| ЦЕЛЬ 1 |
Перепишите без изменений строки из набора ниже: начиная со строки, в которой есть «point: black suit», и заканчивая строкой, в которой есть «column 102, row 422», включая обе.

### ТЕКСТ ДЛЯ ЧТЕНИЯ ###

Георгий Тимофеевич Береговой — КиберПедия 

Общие условия выбора системы дренажа: Система дренажа выбирается в зависимости от характера защищаемого...

История развития хранилищ для нефти: Первые склады нефти появились в XVII веке. Они представляли собой землянные ямы-амбара глубиной 4…5 м...

Георгий Тимофеевич Береговой

2019-07-12 196
Георгий Тимофеевич Береговой 0.00 из 5.00 0 оценок
Заказать работу

 

В 1960 году предстояло испытывать на штопор самолет ОКБ Яковлева Як-27. В то время практиковалось проводить испытания специалистами промышленности и ВВС совместно. От промышленнности был назначен я, от ГК НИИ ВВС Георгий Тимофеевич Береговой. Между летчиками-испытателями промышленности и военными иногда возникало взаимное недоверие и высказывались взаимные претензии. Военные говорили о нас, что мы готовы ради ведомственных интересов пренебречь интересами армии. Меня предупреждали, что «формалисты» из ГК НИИ ВС могут мелкими придирками надолго задержать внедрение нового самолета, поэтому нужно спорить и защищать создаваемую промышленностью технику.

Георгий Тимофеевич был старше меня на четыре года и на два года войны. Будучи летчиком-штурмовиком, он еще в 1944 году получил звание Героя Советского Союза. Был он старше меня и как летчик-испытатель. У меня же в активе были успешно проведенные испытания на штопор самолета МиГ-19.

Мое отношение к нему было традиционно уважительное, как к старшему товарищу. С его стороны я также никакой предвзятости не чувствовал. Я летал первым, затем задание повторял он. Работали дружно и согласно. После полетов обсуждали результаты. Случались споры.

— Жора, как ты оцениваешь штопор?

— Жесткий, сложный штопор.

— А если строго контролировать положение элеронов?

— Тогда мягче.

Он говорил — мъягче. Позднее он стал говорить как москвич, а тогда у него был весьма заметен украинский акцент.

— Жора! Жесткий, мягкий — нетехнические термины. Нас с тобой не поймут инженеры и научные сотрудники ЦАГИ.

###

| ЦЕЛЬ 2 |
Какими формами имени называют Берегового в тексте о нём? Перечислите все.

### ИСХОДНЫЕ СТРОКИ ###

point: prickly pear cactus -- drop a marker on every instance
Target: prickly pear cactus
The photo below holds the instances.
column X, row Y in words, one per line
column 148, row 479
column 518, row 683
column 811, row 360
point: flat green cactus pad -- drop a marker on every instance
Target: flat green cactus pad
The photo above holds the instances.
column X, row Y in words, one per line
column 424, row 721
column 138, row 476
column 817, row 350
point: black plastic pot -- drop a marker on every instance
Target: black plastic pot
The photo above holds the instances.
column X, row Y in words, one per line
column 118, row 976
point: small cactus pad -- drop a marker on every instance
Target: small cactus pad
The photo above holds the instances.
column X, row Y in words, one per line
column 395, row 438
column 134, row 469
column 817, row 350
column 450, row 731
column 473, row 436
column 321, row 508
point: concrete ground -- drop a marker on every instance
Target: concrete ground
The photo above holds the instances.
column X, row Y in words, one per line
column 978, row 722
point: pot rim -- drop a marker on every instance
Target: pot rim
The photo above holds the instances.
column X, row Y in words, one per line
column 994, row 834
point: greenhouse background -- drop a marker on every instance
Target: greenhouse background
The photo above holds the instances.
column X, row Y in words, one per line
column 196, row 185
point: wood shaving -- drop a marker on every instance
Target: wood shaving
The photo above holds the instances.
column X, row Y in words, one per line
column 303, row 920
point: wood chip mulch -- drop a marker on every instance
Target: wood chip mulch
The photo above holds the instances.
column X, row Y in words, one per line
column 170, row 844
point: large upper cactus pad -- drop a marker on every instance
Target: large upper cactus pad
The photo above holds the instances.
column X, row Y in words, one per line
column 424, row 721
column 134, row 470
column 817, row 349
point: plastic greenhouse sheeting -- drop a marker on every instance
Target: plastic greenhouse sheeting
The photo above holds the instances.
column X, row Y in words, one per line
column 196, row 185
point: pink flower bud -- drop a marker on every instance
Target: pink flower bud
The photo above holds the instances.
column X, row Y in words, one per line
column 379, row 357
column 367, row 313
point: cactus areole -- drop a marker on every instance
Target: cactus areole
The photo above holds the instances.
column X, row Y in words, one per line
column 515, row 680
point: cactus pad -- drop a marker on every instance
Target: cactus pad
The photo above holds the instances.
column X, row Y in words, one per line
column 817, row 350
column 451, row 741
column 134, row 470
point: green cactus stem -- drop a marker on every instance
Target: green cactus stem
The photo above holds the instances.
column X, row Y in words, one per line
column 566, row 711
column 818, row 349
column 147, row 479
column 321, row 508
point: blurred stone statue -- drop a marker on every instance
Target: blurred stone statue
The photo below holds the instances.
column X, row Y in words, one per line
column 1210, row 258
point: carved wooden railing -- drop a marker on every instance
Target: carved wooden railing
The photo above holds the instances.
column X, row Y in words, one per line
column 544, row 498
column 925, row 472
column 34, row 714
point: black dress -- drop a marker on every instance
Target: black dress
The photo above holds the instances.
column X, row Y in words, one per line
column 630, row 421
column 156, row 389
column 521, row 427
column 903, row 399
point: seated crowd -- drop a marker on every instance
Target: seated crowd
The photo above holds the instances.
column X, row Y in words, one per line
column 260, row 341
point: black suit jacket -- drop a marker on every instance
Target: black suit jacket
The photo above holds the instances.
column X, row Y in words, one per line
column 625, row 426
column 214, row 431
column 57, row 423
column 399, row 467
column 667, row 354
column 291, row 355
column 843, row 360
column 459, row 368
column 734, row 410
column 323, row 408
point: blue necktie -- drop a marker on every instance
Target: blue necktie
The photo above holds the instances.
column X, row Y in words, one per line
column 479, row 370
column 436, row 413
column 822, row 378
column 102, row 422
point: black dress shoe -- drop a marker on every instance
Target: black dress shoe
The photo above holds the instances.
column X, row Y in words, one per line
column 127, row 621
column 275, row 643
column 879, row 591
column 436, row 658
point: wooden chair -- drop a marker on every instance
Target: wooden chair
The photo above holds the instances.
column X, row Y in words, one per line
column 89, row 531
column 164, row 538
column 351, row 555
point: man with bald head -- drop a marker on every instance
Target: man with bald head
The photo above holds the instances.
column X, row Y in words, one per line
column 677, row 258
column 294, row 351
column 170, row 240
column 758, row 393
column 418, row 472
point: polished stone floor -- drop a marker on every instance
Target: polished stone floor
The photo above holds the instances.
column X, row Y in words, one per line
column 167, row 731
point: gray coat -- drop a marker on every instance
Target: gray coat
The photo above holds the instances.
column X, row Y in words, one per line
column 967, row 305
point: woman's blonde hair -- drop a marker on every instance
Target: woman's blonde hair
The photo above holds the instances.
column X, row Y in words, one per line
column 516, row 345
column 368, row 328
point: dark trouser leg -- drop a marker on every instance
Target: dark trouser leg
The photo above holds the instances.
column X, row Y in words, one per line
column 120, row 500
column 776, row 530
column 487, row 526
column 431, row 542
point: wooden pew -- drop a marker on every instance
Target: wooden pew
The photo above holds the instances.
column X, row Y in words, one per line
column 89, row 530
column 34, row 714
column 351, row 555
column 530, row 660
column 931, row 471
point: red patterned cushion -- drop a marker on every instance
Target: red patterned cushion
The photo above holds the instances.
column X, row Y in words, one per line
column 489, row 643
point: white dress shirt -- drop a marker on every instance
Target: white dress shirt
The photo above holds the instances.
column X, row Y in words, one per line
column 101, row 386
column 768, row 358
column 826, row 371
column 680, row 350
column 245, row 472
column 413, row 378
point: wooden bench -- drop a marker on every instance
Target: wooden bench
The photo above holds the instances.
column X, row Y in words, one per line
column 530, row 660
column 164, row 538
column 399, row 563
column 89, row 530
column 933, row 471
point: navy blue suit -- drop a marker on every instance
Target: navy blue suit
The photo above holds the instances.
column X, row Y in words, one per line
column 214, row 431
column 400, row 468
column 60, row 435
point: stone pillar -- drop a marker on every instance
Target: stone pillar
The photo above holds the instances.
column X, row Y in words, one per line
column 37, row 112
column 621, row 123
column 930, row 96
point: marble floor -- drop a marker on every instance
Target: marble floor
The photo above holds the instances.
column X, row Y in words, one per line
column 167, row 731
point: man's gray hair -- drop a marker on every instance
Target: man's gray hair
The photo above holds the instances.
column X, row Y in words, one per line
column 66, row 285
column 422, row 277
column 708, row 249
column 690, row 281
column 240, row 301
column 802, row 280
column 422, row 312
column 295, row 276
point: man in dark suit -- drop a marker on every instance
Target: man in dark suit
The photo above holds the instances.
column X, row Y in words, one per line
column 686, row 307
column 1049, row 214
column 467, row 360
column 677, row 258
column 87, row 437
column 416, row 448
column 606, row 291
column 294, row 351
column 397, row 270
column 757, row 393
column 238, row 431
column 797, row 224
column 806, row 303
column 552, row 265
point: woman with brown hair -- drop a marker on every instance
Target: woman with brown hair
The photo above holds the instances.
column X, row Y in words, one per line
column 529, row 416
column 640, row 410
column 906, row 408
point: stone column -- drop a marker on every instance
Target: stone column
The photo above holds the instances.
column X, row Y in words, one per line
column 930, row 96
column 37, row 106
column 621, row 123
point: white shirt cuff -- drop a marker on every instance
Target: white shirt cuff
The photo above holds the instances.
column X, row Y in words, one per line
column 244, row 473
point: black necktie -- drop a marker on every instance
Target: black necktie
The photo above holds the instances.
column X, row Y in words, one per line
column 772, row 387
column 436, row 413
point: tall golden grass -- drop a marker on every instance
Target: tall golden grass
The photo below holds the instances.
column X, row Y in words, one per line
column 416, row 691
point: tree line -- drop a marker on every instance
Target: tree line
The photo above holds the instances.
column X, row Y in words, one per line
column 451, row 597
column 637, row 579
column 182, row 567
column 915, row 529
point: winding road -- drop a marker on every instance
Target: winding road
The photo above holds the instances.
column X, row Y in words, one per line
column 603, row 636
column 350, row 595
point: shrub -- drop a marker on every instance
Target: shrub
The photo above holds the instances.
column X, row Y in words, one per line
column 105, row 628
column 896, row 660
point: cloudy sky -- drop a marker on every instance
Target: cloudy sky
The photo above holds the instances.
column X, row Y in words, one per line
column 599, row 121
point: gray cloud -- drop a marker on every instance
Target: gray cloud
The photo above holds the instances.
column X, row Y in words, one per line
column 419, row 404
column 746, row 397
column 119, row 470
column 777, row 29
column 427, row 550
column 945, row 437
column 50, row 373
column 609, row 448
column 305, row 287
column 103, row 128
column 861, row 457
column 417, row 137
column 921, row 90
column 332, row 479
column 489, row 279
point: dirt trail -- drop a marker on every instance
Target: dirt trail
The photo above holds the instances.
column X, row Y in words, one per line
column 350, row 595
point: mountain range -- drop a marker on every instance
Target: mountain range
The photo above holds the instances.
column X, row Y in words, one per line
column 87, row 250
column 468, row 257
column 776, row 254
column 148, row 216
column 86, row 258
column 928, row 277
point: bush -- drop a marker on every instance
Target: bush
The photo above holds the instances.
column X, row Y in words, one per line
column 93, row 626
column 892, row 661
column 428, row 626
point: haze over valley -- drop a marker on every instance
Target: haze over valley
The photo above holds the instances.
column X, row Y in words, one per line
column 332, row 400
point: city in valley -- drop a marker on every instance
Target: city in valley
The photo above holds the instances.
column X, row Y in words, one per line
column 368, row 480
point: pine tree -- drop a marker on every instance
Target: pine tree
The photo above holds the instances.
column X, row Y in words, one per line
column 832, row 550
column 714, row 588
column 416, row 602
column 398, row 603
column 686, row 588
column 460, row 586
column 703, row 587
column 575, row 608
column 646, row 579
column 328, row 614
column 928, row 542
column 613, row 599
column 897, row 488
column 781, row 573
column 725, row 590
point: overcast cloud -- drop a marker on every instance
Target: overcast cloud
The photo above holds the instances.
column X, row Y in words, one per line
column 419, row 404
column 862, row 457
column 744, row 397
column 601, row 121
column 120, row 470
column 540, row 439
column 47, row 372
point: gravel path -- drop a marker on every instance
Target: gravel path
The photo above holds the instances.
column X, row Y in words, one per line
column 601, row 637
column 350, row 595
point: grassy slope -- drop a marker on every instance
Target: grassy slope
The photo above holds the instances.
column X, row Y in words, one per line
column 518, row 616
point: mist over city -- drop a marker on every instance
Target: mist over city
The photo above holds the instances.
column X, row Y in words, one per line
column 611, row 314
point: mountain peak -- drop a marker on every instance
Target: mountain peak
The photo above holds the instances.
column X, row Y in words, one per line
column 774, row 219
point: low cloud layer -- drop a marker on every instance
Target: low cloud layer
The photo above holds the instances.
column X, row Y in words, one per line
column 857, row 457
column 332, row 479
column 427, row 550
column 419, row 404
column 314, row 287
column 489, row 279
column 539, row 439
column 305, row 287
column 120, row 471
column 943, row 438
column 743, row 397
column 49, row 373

###

| РЕШЕНИЕ УПРАЖНЕНИЯ 1 |
point: black suit jacket -- drop a marker on every instance
Target: black suit jacket
The photo above holds the instances.
column X, row Y in words, one per line
column 625, row 426
column 214, row 431
column 57, row 423
column 399, row 467
column 667, row 354
column 291, row 355
column 843, row 360
column 459, row 368
column 734, row 410
column 323, row 408
point: blue necktie -- drop a marker on every instance
Target: blue necktie
The photo above holds the instances.
column X, row Y in words, one per line
column 479, row 370
column 436, row 413
column 822, row 378
column 102, row 422

| РЕШЕНИЕ УПРАЖНЕНИЯ 2 |
Георгий Тимофеевич Береговой
Георгий Тимофеевич
Жора